* **Exercise brief**
Locate each line below that includes "dirt" and reproduce it.

* **Supplied data**
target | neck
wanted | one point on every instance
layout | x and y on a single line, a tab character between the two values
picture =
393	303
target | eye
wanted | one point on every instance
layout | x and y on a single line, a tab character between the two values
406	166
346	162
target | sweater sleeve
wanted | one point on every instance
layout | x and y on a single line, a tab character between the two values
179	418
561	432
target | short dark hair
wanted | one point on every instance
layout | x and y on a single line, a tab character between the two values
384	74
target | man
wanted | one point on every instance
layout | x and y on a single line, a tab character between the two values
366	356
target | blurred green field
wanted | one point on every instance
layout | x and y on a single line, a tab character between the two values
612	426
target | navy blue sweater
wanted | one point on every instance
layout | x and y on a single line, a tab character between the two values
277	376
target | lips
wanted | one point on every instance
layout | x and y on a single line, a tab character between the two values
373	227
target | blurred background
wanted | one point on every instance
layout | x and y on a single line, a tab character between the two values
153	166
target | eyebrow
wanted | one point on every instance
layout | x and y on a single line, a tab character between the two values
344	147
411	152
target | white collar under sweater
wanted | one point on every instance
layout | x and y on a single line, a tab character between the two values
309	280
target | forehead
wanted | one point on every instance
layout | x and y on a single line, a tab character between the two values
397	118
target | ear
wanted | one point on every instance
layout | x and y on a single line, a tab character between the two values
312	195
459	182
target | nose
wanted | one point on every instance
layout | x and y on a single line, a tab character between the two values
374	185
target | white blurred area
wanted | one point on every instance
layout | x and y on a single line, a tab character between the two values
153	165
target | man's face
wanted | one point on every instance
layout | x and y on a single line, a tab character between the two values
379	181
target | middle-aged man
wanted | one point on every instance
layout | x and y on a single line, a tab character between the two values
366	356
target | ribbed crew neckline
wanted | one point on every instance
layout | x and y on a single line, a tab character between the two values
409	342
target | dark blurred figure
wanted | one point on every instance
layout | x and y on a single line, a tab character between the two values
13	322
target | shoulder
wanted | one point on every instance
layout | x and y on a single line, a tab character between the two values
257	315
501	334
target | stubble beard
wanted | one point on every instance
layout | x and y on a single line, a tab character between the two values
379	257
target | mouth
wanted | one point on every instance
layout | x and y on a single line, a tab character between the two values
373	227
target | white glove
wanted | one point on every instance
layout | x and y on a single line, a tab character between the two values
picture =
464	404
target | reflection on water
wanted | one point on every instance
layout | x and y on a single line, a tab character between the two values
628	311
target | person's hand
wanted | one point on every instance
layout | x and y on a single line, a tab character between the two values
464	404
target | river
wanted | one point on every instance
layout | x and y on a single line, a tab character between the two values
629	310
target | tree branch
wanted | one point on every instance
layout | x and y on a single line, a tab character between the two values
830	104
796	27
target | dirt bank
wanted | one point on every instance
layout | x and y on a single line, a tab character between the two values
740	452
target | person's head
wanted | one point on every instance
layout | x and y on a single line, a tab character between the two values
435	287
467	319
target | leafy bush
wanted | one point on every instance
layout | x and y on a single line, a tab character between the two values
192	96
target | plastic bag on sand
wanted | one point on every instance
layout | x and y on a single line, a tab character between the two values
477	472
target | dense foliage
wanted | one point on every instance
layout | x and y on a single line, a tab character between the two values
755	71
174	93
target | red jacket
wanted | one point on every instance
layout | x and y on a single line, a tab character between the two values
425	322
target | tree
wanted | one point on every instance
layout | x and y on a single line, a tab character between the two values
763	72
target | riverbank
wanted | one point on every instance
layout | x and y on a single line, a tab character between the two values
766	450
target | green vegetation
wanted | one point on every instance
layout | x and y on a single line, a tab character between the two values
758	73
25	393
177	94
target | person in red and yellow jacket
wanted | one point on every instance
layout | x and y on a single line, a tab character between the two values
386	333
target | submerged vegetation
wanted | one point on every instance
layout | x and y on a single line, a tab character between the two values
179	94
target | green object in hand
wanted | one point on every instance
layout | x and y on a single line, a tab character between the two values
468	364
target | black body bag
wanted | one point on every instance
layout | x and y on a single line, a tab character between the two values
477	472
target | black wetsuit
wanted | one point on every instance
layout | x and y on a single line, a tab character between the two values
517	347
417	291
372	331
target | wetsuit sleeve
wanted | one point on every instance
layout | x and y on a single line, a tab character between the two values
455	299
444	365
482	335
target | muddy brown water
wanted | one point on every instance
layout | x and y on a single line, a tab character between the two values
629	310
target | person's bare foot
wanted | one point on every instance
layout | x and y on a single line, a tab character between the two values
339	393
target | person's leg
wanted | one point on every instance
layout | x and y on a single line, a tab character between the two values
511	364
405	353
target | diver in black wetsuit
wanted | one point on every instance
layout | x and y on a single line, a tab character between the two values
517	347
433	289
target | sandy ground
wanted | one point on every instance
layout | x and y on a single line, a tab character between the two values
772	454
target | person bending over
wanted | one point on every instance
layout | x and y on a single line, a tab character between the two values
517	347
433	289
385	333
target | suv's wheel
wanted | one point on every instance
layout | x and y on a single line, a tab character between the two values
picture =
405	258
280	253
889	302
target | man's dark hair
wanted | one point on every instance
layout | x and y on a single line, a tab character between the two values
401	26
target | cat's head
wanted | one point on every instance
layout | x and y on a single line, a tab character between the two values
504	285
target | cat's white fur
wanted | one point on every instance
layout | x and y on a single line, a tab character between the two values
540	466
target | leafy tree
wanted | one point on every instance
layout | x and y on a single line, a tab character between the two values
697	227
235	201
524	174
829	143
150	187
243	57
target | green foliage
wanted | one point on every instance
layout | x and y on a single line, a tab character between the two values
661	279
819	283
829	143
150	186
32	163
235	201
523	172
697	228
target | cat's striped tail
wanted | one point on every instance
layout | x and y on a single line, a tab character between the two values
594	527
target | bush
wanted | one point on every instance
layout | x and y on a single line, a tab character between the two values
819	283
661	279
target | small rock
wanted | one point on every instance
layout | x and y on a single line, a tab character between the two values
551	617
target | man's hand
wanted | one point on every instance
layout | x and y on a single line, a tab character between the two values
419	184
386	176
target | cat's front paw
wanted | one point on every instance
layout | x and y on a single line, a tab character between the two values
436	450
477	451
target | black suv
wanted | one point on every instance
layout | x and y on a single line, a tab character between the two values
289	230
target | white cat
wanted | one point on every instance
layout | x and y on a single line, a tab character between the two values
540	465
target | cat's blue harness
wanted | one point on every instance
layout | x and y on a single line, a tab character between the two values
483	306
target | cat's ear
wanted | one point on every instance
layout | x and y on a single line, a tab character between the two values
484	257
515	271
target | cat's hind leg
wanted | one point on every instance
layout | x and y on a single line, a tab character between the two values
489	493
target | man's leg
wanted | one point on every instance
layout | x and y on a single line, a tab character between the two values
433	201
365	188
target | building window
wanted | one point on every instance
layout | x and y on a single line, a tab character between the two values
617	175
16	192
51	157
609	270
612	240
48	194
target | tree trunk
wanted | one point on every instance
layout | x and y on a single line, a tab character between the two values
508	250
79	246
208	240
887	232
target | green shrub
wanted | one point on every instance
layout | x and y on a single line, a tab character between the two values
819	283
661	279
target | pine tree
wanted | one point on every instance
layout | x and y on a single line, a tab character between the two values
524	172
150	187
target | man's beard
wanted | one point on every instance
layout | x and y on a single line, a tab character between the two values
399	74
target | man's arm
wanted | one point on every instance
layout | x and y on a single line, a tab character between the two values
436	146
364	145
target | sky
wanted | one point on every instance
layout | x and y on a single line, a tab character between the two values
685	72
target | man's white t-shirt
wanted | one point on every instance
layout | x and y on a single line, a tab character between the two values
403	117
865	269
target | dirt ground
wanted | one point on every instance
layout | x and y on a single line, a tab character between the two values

* **Result of this exercise**
target | dirt bank
target | dirt ground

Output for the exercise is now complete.